[Image point annotation entries]
┏━━

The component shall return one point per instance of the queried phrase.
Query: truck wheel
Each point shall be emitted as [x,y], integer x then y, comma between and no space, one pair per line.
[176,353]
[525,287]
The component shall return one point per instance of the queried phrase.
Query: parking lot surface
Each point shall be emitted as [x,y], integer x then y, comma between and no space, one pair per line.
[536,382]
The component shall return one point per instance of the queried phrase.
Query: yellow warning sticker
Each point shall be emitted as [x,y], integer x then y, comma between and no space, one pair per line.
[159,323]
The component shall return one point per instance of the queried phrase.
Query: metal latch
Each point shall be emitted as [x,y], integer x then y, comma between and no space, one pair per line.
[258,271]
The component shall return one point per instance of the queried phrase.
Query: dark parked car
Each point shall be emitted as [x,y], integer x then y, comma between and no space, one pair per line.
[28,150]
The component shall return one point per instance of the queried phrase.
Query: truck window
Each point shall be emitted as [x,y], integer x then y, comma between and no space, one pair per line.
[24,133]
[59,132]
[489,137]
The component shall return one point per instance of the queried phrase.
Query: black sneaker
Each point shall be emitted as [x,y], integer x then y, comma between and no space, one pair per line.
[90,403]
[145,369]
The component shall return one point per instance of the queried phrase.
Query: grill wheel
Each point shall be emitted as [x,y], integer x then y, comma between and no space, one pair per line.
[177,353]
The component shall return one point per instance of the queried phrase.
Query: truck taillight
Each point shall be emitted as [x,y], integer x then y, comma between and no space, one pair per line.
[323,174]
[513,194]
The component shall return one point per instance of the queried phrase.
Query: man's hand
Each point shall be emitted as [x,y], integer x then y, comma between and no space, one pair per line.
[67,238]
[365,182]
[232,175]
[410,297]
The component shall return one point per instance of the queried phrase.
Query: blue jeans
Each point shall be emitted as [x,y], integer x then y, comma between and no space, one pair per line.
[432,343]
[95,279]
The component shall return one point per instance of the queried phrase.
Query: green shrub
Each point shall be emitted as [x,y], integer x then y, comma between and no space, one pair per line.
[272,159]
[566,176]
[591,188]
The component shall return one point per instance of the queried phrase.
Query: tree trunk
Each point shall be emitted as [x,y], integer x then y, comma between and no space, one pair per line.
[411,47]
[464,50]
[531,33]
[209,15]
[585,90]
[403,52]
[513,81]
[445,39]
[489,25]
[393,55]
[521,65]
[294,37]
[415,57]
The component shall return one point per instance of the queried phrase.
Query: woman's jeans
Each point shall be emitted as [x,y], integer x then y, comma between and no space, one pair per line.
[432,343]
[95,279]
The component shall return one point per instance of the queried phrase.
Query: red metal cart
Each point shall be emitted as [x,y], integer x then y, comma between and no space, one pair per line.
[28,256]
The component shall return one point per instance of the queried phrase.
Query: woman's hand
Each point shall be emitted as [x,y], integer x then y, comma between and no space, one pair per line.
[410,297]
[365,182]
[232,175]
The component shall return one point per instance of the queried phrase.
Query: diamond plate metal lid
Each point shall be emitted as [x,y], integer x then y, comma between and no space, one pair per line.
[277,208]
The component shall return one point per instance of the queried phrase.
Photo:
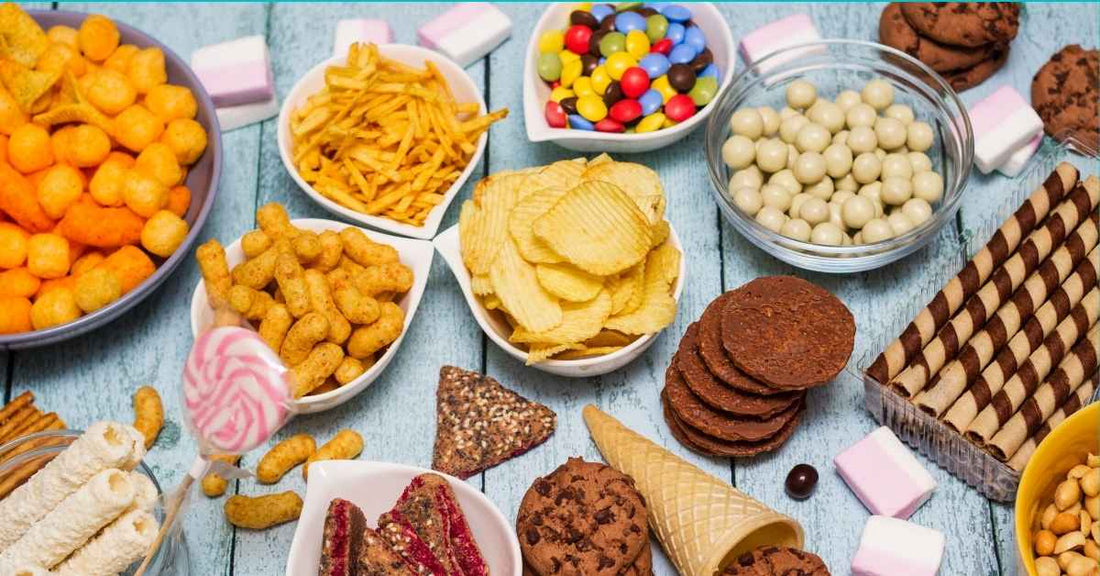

┗━━

### Task brief
Select every line of the listing above that contains the string "jeans" and reproduce those lines unchanged.

### Full solution
Query: blue jeans
Query: woman's jeans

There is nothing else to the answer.